▸ WRITTEN PROBLEM A
Answer these questions about the woodturning forum thread, one line each:
(i) Which forum does the first post recommend for bowl turning?
(ii) On what lathe were the wooden cups hand turned?
(iii) What tools were used to turn the tagua nut bowl?
▸ WRITTEN PROBLEM B
Write the next part of the woodturning forum thread, picking up right after its final sentence.

▸ ARTICLE
*-*-*
Whether or not you had the original design, you made an awsome chair. I come from the opposite background. Never knew either grandfather as they were both killed in the Holocaust. My father couldn't boil water much less do anything mechanical. I grew up in the big city where even changing a light bulb was done by a super, so after a stint in Asia I came back and decided that I could actually learn how to do some things. I started with small electrical tools, learned how to be a bad plumber, bad electrician and mediocre carpenter. Eventually, I improved to fair-where I am now. Love all kinds of tools and am a tool junky. I notice you have some serious chainsaws. I just sold one and am down to 2 husky 372's, one 365, one stihl 660, a couple of smaller echos, one stihl 360, a 200 t. 
If you take up bowl turning, or even if you like woodworking in general, you might join Sawmill Creek. Their turning forum is fantastic.... full of advice and good natured. Some of the chainsaw people get into p-ssing contests, but all I've ever gotten in Sawmill forum is good, honest advice.


----------



## buzz sawyer

*More turnings*

Here's a few I like to do. The wooden cups are about 5.5" tall and start out about 2 1/4" diameter. The opening is about 3" deep - just about down to the flare above the stem - which is 7/32" or 5.5mm in diameter. These are hand turned with standard tools on my old Delta 10" . Denser wood is better of course, but I've made them from lighter woods too. 

The tagua nut bowl was turned with dental tools on the same lathe. Yes, there is a lip on the lid to keep it from dropping inside the bowl. The bowl is hollowed out somewhat - maybe 3/4" diameter.


----------



## dustytools

buzz sawyer said:


> Here's a few I like to do. The wooden cups are about 5.5" tall and start out about 2 1/4" diameter. The opening is about 3" deep - just about down to the flare above the stem - which is 7/32" or 5.5mm in diameter. These are hand turned with standard tools on my old Delta 10" . Denser wood is better of course, but I've made them from lighter woods too.
> 
> The tagua nut bowl was turned with dental tools on the same lathe. Yes, there is a lip on the lid to keep it from dropping inside the bowl. The bowl is hollowed out somewhat - maybe 3/4" diameter.



Nice pieces Buzz sawyer. I like the shade variations of the black willow cup. Where do you get this species from?
*-*-*
Some records
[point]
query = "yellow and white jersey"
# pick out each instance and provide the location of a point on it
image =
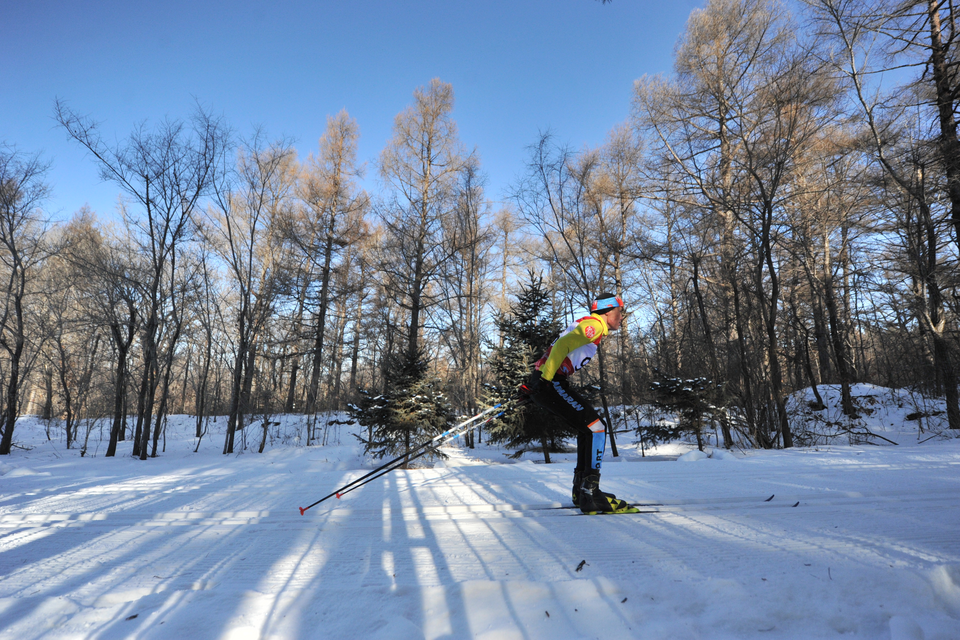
(575, 347)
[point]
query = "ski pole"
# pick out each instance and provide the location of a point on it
(339, 492)
(400, 461)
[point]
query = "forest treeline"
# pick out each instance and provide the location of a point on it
(782, 211)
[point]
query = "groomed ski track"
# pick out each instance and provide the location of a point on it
(434, 544)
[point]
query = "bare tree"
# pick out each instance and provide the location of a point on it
(332, 220)
(165, 172)
(22, 230)
(421, 165)
(247, 217)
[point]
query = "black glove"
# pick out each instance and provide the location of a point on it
(532, 385)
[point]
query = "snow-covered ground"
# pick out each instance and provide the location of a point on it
(832, 541)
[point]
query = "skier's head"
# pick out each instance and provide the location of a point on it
(611, 307)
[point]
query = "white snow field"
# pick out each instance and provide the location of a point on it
(856, 542)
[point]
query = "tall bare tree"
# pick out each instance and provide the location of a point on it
(248, 214)
(165, 172)
(420, 164)
(22, 228)
(332, 220)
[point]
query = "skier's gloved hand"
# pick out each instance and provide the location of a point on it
(532, 385)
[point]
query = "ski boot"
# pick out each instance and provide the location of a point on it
(575, 492)
(592, 501)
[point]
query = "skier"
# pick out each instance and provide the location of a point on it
(548, 387)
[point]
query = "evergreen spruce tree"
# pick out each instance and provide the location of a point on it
(527, 330)
(411, 410)
(694, 400)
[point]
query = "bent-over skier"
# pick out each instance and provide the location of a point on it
(548, 387)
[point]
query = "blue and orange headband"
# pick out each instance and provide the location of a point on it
(605, 303)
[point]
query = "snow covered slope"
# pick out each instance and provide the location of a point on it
(856, 542)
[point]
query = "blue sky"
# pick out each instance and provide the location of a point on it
(517, 67)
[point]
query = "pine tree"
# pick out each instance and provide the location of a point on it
(694, 400)
(411, 410)
(527, 330)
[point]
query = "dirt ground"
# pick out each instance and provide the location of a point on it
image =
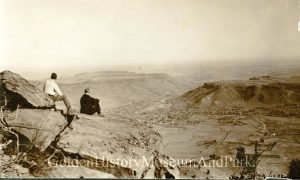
(194, 138)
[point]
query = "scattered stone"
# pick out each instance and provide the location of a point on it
(16, 91)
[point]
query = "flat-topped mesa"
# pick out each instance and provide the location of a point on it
(15, 90)
(253, 92)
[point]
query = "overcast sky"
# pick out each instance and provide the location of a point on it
(40, 35)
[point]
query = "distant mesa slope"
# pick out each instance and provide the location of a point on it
(257, 91)
(16, 90)
(117, 88)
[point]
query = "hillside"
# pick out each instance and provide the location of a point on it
(119, 88)
(255, 92)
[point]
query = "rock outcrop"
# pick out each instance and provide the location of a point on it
(37, 127)
(15, 90)
(255, 92)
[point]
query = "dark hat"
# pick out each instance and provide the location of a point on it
(86, 90)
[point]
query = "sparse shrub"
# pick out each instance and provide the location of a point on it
(294, 169)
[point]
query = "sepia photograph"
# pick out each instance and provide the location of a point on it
(150, 89)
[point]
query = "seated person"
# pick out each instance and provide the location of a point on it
(52, 89)
(89, 105)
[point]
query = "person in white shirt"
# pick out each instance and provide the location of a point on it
(52, 89)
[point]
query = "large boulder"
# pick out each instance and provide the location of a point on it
(15, 90)
(37, 127)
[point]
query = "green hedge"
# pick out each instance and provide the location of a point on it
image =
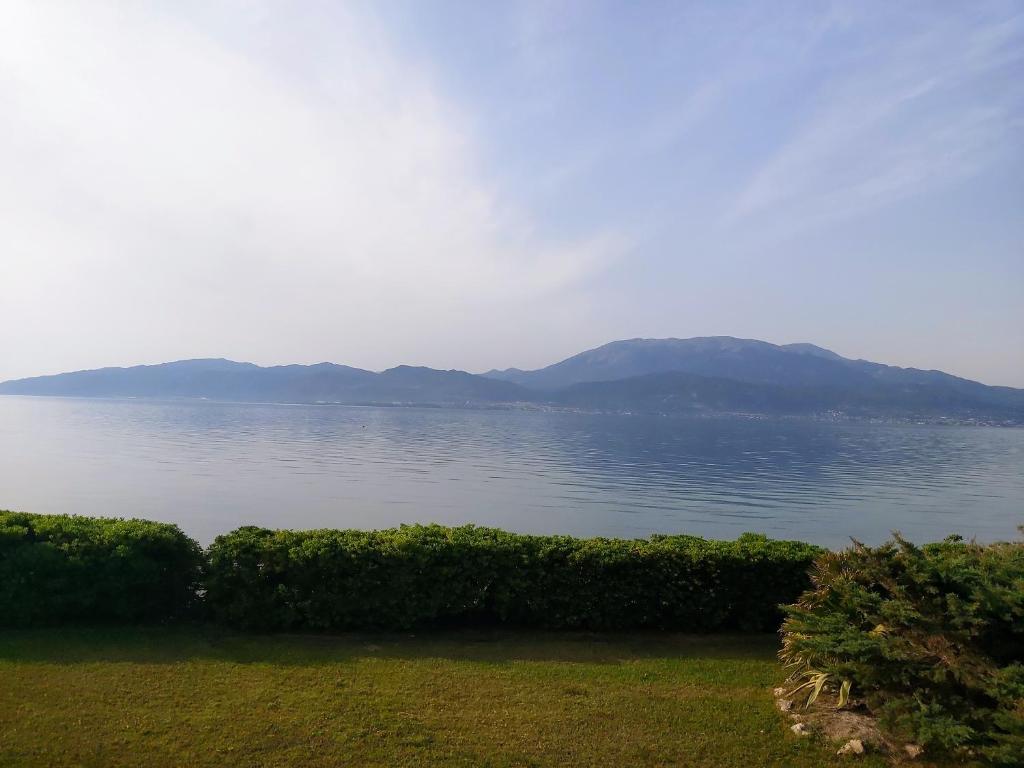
(932, 638)
(59, 568)
(430, 574)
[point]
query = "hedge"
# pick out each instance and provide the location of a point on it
(59, 568)
(429, 574)
(931, 639)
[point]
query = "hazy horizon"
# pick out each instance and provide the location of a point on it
(438, 367)
(475, 186)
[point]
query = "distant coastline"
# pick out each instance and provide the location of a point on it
(707, 376)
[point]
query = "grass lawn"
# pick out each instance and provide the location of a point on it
(205, 697)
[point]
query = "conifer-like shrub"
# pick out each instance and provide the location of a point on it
(61, 568)
(931, 638)
(429, 574)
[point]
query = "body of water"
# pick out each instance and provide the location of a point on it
(211, 467)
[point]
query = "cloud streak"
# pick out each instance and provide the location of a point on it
(172, 183)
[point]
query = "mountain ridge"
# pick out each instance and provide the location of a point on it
(660, 376)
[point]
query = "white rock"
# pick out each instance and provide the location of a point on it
(853, 747)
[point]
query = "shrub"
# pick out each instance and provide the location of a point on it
(430, 574)
(58, 568)
(931, 637)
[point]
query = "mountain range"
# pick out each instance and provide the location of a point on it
(705, 375)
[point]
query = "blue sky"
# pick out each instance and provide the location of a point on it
(469, 184)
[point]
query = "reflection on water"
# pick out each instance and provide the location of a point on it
(211, 467)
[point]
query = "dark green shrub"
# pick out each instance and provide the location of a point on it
(931, 637)
(422, 574)
(58, 568)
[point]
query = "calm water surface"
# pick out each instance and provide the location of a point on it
(212, 467)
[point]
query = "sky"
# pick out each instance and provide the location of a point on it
(471, 185)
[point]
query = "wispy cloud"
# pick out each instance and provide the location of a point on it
(180, 182)
(902, 121)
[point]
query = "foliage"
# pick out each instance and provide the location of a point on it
(58, 568)
(206, 698)
(932, 638)
(420, 574)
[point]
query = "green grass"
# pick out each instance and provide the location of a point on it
(205, 697)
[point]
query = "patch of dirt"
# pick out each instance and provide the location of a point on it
(842, 725)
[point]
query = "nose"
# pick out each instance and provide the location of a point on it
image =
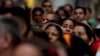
(68, 29)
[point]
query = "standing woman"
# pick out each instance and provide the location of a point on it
(56, 38)
(67, 25)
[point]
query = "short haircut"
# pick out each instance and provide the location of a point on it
(9, 25)
(84, 9)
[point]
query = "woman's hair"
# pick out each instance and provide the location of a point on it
(89, 32)
(37, 9)
(61, 9)
(4, 2)
(69, 6)
(61, 39)
(62, 21)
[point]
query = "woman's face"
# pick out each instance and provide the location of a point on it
(81, 32)
(67, 27)
(61, 13)
(52, 33)
(67, 8)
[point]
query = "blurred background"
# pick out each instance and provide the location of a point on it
(94, 4)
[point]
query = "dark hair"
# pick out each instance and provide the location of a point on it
(65, 13)
(61, 39)
(69, 6)
(23, 14)
(44, 2)
(3, 3)
(61, 22)
(97, 32)
(37, 9)
(84, 9)
(89, 10)
(11, 26)
(89, 32)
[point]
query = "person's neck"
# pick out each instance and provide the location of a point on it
(7, 52)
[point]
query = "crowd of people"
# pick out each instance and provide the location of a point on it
(43, 31)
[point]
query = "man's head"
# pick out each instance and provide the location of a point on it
(9, 33)
(37, 14)
(47, 6)
(79, 13)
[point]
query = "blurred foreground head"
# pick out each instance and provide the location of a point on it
(9, 35)
(27, 49)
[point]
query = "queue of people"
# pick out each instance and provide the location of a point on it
(42, 31)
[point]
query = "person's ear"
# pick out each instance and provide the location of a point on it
(7, 40)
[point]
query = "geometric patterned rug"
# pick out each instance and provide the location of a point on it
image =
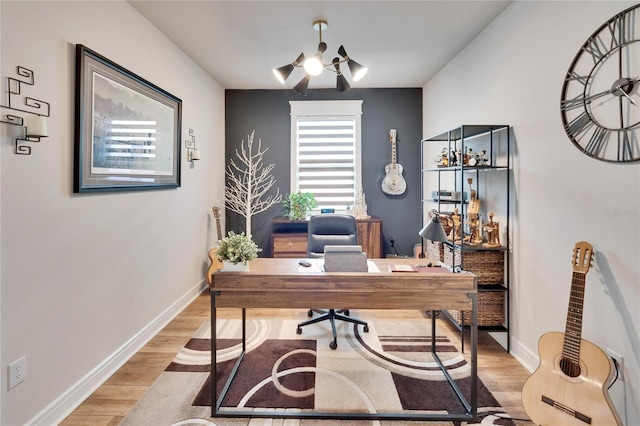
(390, 369)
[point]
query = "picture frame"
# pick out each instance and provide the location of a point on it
(127, 130)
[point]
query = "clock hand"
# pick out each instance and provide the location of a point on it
(629, 97)
(619, 91)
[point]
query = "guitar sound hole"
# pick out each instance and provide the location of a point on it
(569, 367)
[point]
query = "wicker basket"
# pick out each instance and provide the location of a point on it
(490, 310)
(487, 265)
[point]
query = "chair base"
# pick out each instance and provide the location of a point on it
(332, 315)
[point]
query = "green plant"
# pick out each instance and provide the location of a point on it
(297, 205)
(236, 248)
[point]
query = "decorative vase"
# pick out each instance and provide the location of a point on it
(238, 267)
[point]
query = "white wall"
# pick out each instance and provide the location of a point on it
(512, 73)
(85, 279)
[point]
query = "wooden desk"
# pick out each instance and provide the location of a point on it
(282, 283)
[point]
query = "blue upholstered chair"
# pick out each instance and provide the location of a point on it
(325, 230)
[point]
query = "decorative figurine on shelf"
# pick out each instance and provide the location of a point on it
(455, 220)
(453, 159)
(482, 158)
(492, 229)
(360, 208)
(443, 159)
(475, 234)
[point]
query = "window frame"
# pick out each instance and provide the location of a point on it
(328, 109)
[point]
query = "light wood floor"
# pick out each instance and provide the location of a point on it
(111, 402)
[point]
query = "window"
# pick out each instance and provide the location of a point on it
(325, 151)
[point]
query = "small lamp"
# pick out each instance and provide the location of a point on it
(434, 230)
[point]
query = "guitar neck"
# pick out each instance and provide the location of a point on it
(216, 214)
(573, 328)
(392, 137)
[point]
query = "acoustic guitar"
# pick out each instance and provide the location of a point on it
(215, 263)
(393, 182)
(570, 385)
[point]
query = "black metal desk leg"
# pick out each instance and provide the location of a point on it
(214, 372)
(474, 356)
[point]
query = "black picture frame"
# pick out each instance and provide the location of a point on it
(127, 130)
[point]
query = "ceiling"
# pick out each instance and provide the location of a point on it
(238, 42)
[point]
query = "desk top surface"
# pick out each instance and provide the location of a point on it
(282, 282)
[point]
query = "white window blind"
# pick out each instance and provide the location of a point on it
(326, 151)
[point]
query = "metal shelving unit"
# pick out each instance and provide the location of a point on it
(488, 171)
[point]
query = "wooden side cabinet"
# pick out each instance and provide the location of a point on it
(289, 238)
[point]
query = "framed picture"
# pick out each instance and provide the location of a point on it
(127, 132)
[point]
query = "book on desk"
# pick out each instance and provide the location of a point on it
(401, 267)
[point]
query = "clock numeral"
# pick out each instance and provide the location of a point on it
(598, 142)
(627, 146)
(579, 125)
(574, 76)
(569, 104)
(620, 32)
(596, 48)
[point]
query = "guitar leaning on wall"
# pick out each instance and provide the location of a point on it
(569, 387)
(393, 182)
(215, 263)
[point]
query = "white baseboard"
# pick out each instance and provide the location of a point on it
(60, 408)
(526, 357)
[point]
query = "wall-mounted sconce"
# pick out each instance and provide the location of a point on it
(35, 127)
(192, 153)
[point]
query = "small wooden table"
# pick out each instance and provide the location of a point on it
(282, 283)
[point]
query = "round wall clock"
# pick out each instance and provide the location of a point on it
(600, 104)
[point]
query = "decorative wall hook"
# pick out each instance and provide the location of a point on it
(36, 125)
(192, 153)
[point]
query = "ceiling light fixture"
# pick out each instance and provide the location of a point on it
(313, 66)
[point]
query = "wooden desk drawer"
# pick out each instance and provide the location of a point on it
(289, 245)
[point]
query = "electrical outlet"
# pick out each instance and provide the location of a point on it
(615, 355)
(17, 372)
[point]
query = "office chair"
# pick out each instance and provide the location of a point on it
(324, 230)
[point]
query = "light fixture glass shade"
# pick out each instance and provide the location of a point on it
(283, 72)
(357, 70)
(433, 230)
(342, 85)
(303, 85)
(313, 65)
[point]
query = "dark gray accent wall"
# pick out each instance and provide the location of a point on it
(268, 113)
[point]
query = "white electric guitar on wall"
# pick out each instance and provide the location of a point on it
(393, 182)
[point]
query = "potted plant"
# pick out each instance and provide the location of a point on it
(298, 205)
(237, 249)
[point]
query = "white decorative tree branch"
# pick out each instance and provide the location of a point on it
(248, 181)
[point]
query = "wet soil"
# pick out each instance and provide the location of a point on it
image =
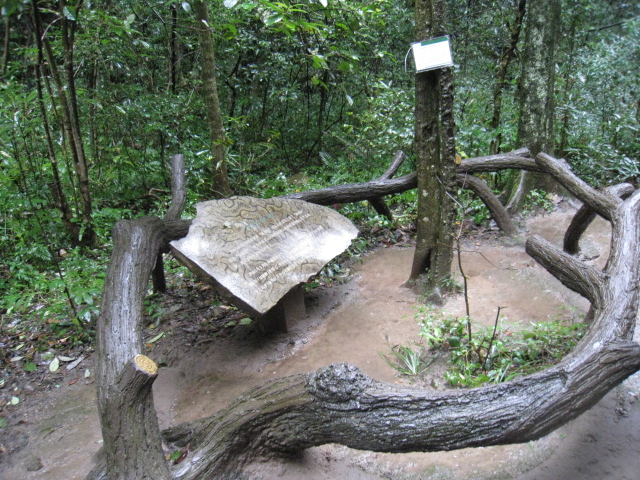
(54, 435)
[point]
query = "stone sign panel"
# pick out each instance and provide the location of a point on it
(258, 250)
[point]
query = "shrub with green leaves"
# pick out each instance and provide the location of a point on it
(479, 355)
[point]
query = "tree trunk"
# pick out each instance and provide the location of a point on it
(5, 46)
(435, 164)
(340, 404)
(505, 61)
(68, 106)
(56, 187)
(537, 82)
(173, 47)
(221, 188)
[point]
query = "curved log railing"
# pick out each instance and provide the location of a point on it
(340, 404)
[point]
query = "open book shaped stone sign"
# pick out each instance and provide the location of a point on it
(257, 251)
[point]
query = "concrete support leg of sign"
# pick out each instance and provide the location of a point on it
(288, 309)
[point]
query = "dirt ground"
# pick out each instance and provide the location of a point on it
(54, 435)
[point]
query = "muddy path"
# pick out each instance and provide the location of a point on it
(55, 435)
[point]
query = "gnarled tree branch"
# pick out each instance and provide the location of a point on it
(339, 404)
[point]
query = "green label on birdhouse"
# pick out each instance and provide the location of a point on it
(432, 54)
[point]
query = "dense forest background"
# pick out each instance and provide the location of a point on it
(97, 97)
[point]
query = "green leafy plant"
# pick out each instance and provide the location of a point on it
(406, 360)
(495, 355)
(537, 199)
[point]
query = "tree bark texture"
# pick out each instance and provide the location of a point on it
(71, 125)
(339, 403)
(501, 75)
(537, 82)
(585, 215)
(178, 200)
(221, 188)
(435, 158)
(56, 186)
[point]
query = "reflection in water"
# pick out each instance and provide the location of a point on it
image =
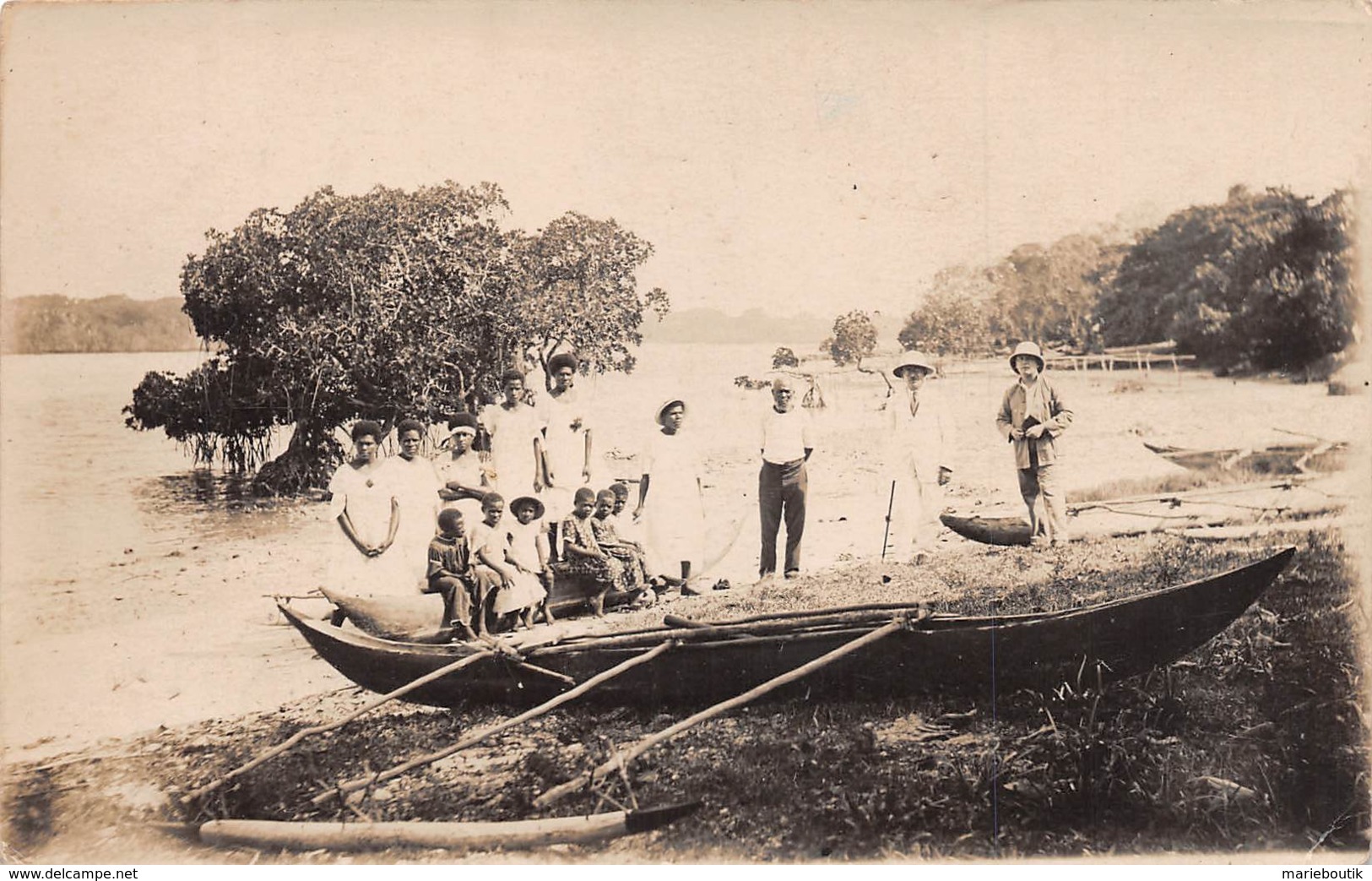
(213, 504)
(203, 487)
*-*-*
▸ ANSWER A
(i) Sawmill Creek
(ii) An old Delta 10"
(iii) Dental tools

▸ ANSWER B
----------



## old hb

*Supernice!*



buzz sawyer said:


> Here's a few I like to do. The wooden cups are about 5.5" tall and start out about 2 1/4" diameter. The opening is about 3" deep - just about down to the flare above the stem - which is 7/32" or 5.5mm in diameter. These are hand turned with standard tools on my old Delta 10" . Denser wood is better of course, but I've made them from lighter woods too.
> 
> The tagua nut bowl was turned with dental tools on the same lathe. Yes, there is a lip on the lid to keep it from dropping inside the bowl. The bowl is hollowed out somewhat - maybe 3/4" diameter.



Great Stuff Buzz Sawyer. I'll buy some of the exotics but don't do anything fancy with them. Watch out for Lapacho/Ipe. I had a major allergic reaction to it. HB


----------



## buzz sawyer

dustytools said:


> Nice pieces Buzz sawyer. I like the shade variations of the black willow cup. Where do you get this species from?



Good question. The man who taught me to make these was a member of the International Wood Collectors. He had samples of over 4600 species from all over the world at one time. When he passed away, his niece gave me a few pieces of wood he had. Don't know where he got it. She gave one plate he turned from African Sapele - it's about 20" diameter and feels like about 1/2" at the thickest in the center. I'll try to post a photo of it. Most of the time I get my wood from the woods or from some of the specialty woodcrafter supply catalogues.
We also have an annual woodcarvers show here in Wheeling. One of the vendors deals with various carving woods - cherry, walnut, sassafrass, buckeye, basswood, so I'll pick up some pieces there too. 

old hb - yes, you have to watch some species - same with spalted wood. So far, I've not had any problems, but I wear a respirator when working with spalted.


----------



## gunnarfan

*thats why i'm getting saws*

i've been acquiring parts to make lathes.. bearings, old mill (saw and other)parts, motors etc. also have an old sears thats complete. partly its an excuse to get more saws... basically for sourcing stock. great excuse to get a variety of sizes.


----------



## buzz sawyer

Puumies said:


> Here is couple more.
> 
> Pauli



That's some really great work. Have you entered any competitions?


----------



## buzz sawyer

Here's the Sapele platter. It's 21" in diameter. I think it's more like 3/8" at the thickest point.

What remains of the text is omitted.